# START OF Data for the task

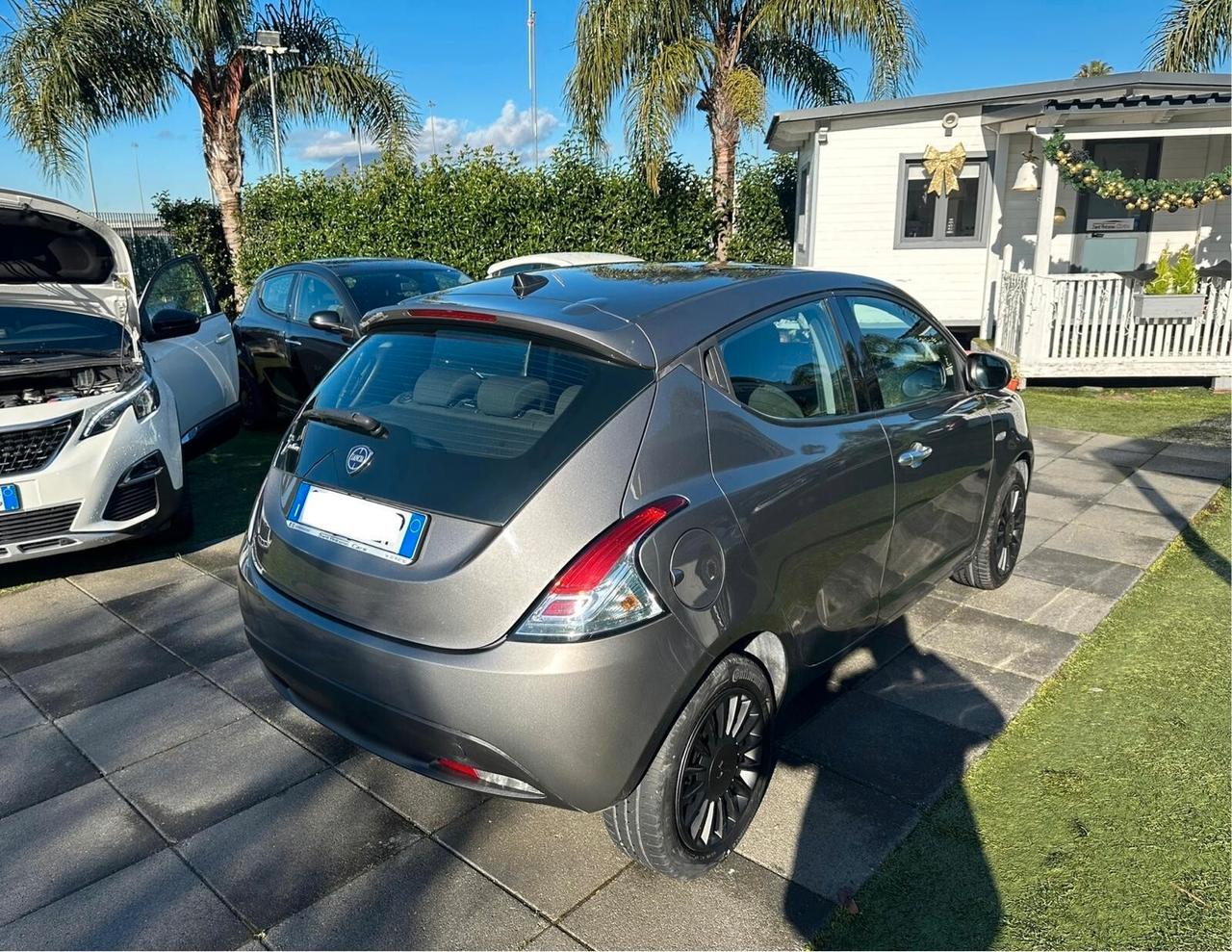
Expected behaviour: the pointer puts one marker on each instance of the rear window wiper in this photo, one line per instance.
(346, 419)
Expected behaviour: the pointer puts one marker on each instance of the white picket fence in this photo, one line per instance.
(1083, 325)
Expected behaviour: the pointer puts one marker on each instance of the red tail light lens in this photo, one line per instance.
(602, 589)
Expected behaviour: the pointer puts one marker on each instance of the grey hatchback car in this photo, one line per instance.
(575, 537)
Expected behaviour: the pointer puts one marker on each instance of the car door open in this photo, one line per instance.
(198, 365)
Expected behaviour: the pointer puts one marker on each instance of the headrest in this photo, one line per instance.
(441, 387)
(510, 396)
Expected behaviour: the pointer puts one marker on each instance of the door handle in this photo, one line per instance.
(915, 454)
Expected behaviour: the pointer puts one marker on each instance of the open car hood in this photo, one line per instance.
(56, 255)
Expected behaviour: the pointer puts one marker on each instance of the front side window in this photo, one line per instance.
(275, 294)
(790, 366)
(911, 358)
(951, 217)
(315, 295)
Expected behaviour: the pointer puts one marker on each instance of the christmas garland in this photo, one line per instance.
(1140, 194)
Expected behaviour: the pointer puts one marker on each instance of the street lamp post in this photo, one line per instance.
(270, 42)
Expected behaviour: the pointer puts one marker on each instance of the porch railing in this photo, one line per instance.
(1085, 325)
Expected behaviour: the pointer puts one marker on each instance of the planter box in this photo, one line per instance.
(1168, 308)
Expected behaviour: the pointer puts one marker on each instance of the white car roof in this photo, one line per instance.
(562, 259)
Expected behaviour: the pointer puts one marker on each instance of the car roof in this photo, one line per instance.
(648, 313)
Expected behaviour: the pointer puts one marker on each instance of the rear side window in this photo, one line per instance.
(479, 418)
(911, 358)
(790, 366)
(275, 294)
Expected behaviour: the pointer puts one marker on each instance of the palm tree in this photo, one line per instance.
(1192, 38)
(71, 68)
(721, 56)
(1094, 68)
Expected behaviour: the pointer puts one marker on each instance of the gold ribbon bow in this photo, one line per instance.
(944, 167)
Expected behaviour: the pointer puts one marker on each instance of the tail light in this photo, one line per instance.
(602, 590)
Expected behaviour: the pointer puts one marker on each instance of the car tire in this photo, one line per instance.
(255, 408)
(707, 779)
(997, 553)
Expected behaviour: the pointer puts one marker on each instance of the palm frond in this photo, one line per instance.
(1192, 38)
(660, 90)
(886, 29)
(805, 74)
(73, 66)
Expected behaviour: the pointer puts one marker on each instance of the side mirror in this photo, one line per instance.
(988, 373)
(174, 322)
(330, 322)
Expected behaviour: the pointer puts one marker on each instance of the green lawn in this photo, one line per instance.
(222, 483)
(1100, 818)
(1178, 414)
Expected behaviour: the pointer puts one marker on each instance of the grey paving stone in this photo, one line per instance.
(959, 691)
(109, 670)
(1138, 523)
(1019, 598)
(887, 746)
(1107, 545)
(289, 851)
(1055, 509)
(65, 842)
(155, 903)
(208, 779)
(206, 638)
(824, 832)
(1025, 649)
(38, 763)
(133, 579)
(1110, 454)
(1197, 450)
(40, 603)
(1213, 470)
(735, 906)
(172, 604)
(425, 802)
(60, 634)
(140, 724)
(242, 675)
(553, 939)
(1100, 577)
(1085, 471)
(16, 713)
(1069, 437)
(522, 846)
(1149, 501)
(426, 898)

# END OF Data for the task

• Task directions: Reproduce every line of the material above verbatim, leaving out the pictures.

• Solution:
Expected behaviour: the pointer puts one marker on each instance of the rear window wiper in this photo, one line per instance.
(346, 419)
Expected behaviour: the pointer puts one marker on each instance of the white picket fence in this photo, one line per instance.
(1083, 325)
Expected behaviour: the pointer puts one marker on each instance of the red tail light lens in this photo, one line per instance.
(602, 589)
Expected behaviour: the pointer puts one marker on each instance of the grey hatchback car in this photo, one line per instance.
(575, 537)
Expected behaviour: the pointer puts one marker on each instance of the car door open in this photo, one line per instance.
(198, 365)
Expected behaviour: the pointer puts one marker on each instance of the headrest in this photo, one line per instance.
(441, 387)
(510, 396)
Expected behaviour: the pointer puts one marker on each instance of the door handle in this photo, one line per instance.
(915, 454)
Expected behaviour: the pointer puts one marker on each instance of the open car hood in this photo, one line per instance.
(56, 255)
Expected behaviour: the pointer puts one marker on each instance of the front side window in this photo, one line per instance.
(275, 294)
(790, 366)
(911, 358)
(951, 217)
(315, 295)
Expected behaviour: the pointer puts one marker on each instance of the christmas garland in this photo, one line per instance.
(1140, 194)
Expected behaviour: the pointer puts one marker on each instance of the street lamp post in this photo, one line per instance.
(270, 42)
Expected behaviour: the pointer puts one marker on each instance of the porch railing in this photo, one line per instance.
(1085, 325)
Expected behaviour: the pointer puts one marker on each instance of the planter box in this photo, one line per instance.
(1168, 308)
Expected behaviour: the pointer puts one marker on each instance of the white car roof in this photo, one line per instance.
(562, 259)
Expected behaviour: the pointer puts one marker on each instance of the car roof in this photo, one line per instance.
(648, 313)
Expected behaviour: the pointer puts one marker on each instance of the rear side window in this photo, one line per instance.
(479, 418)
(911, 358)
(790, 366)
(275, 294)
Expected behaviour: the pointer puts one marker on each instance of the palm tree in this photo, one line per instance.
(1192, 38)
(71, 68)
(721, 56)
(1094, 68)
Expected behaviour: the pointer puts one marker on each instance of the gold ribbon bow in this photo, one line per instance.
(944, 167)
Expected behaviour: the pointer puts one marker on each instance of the tail light in this photo, one line per instance.
(602, 590)
Expected behaviour: the pointer puts one marker on each instance of the car tire in this photo, one line per instance.
(255, 408)
(707, 779)
(997, 553)
Expected behaviour: the pointer puts one marker on each instance of the palm frond in this photo, one line per instance.
(1192, 38)
(660, 90)
(886, 29)
(805, 74)
(73, 66)
Expected behaviour: the pointer puts one marker on each instance of the side mirror in this photo, one line per instance.
(988, 373)
(174, 322)
(330, 322)
Expected behaviour: the pointer puts one marker on each instance of the green lawn in this photo, one line per instance.
(222, 483)
(1100, 818)
(1178, 414)
Expected behaviour: the pointer puts one marker on each instance of the grey paving stone in this photo, one line per instance.
(959, 691)
(109, 670)
(1138, 523)
(1019, 598)
(887, 746)
(1107, 545)
(289, 851)
(1055, 509)
(65, 842)
(155, 903)
(208, 779)
(206, 638)
(824, 832)
(1025, 649)
(38, 763)
(133, 579)
(1110, 454)
(1197, 450)
(40, 603)
(1213, 470)
(735, 906)
(172, 604)
(425, 802)
(60, 634)
(140, 724)
(242, 675)
(553, 939)
(1100, 577)
(1085, 471)
(16, 713)
(1069, 437)
(522, 846)
(1149, 501)
(426, 898)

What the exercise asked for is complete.